## Your objective
Decide whether each statement below agrees with the text on Early Mississippian climate change, and for each, answer yes or no and quote the words of the text that decide it. 1. The Price Formation preserves indicators of a cool, humid climate. 2. The Maccrady Formation lies beneath the Price Formation. 3. The new detrital zircon ages come from a facies tract in West Virginia, Kentucky, and Ohio.

## Selected text
_ _ _ _ _ _ _
GSA Connects 2022 meeting in Denver, Colorado

Paper No. 134-15
Presentation Time: 2:00 PM-6:00 PM

EARLY MISSISSIPPIAN CLIMATE CHANGE AND ITS INFLUENCE ON SEDIMENT DISPERSAL IN THE MACCRADY FACIES TRACK IN SOUTHEAST LAURENTIA (EASTERN USA)


RAHL, Jeffrey, Department of Earth and Environmental Geoscience, Washington and Lee University, 204 W Washington St, Lexington, VA 24450-2116, CECIL, C. Blaine, US Geological Survey (retired) & National Museum of Natural History, 425 Brownsburg Turnpike, Rockbridge Baths, VA 24472 and DIMICHELE, William, Department of Paleobiology, National Museum of Natural History, Smithsonian Institution, Washington, DC 20013

Changes in climate may greatly alter sedimentary systems, potentially impacting the generation, transportation, and deposition of sediment. Here, we present new detrital zircon U-Pb ages from an Early to Middle Mississippian (Tournaisian to Visean) facies tract in modern West Virginia, Kentucky, and Indiana to document the influence of a rapid climatic shift on sedimentary provenance. The Price Formation, a package of fluvial deltaic sandstones, siltstones, and shale, with minor amounts of coal preserves indicators of a cool, humid climate, such as chemically-reduced iron phases and thin kaolinitic paleosols. In contrast, redbeds, evaporites, and sedimentary structures within the overlying Maccrady Formation indicate an arid climate and loess deposits. Moving westward, the Maccrady transitions into the Grainger Formation and Borden Group, preserving a transition from continental to shallow marine deposition, all with a major contribution of wind-blown sediment.
_ _ _ _ _ _ _
## The data
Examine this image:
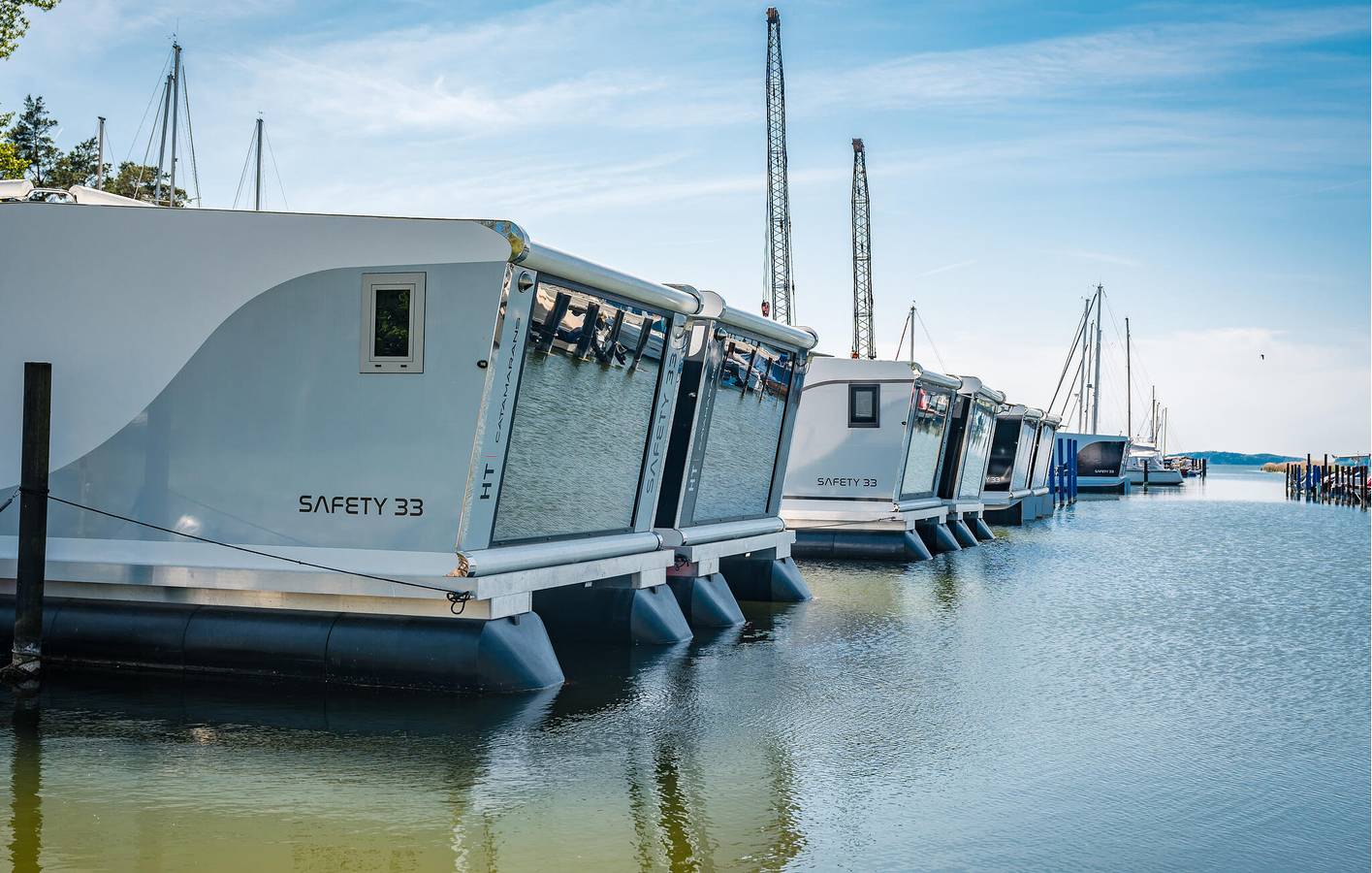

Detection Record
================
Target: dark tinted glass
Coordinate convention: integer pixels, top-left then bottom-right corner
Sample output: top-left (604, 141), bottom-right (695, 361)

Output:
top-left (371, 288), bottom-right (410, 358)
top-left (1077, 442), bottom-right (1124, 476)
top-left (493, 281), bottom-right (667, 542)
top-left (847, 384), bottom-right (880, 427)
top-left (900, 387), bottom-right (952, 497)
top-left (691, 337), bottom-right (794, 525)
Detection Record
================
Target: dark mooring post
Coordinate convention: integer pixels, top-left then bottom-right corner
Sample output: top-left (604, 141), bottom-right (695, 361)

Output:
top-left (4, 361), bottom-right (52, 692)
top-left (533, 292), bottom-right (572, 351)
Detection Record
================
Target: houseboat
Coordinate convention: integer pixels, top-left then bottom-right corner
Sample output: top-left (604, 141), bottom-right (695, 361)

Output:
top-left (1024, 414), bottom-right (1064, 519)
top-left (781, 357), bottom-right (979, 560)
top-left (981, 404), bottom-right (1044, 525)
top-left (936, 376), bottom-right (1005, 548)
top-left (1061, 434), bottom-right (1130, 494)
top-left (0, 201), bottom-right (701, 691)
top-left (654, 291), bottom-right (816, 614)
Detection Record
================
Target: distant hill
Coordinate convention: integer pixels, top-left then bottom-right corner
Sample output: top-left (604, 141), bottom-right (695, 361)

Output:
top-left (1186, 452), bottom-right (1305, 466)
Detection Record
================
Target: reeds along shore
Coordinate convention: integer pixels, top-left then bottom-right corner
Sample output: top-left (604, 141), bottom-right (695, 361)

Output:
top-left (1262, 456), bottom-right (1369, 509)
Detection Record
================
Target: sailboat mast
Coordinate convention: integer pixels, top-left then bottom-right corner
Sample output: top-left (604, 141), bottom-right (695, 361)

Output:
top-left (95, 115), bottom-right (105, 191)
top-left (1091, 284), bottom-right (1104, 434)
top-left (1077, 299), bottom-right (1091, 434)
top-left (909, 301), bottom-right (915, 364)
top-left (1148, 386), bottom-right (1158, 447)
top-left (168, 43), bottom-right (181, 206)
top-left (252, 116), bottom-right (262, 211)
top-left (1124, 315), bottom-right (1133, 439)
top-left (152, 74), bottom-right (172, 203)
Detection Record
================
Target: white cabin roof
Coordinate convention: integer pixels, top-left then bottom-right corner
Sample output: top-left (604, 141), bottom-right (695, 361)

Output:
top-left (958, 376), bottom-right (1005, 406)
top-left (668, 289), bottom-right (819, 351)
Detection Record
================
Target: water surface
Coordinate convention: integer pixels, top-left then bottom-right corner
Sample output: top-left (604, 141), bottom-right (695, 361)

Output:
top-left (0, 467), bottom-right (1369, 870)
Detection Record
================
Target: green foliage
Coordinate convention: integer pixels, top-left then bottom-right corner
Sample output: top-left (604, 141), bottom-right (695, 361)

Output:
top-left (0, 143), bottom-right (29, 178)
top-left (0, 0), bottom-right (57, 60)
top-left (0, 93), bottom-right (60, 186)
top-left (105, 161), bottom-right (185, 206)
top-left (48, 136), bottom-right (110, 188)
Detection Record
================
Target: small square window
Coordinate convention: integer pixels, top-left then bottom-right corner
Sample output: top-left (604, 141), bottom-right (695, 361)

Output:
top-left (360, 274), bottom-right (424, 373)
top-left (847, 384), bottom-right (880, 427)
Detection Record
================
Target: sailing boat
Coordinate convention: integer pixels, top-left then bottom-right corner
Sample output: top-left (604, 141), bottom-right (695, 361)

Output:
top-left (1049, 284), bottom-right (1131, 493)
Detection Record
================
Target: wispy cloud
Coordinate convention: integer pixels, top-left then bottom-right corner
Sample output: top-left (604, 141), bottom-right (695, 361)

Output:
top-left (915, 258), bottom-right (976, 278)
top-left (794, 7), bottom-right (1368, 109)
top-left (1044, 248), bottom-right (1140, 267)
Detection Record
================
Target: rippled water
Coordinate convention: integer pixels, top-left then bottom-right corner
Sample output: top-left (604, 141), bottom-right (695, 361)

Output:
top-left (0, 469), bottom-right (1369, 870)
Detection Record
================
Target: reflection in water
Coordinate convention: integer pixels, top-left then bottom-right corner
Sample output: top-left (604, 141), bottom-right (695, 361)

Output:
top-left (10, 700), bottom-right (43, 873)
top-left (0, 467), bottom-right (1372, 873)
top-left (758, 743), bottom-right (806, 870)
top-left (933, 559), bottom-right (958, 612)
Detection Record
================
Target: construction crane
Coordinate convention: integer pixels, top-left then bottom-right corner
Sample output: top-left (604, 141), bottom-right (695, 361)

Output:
_ _ _ _ _ _ _
## Solution
1. Yes: "preserves indicators of a cool, humid climate"
2. No: "the overlying Maccrady Formation"
3. No: "in modern West Virginia, Kentucky, and Indiana"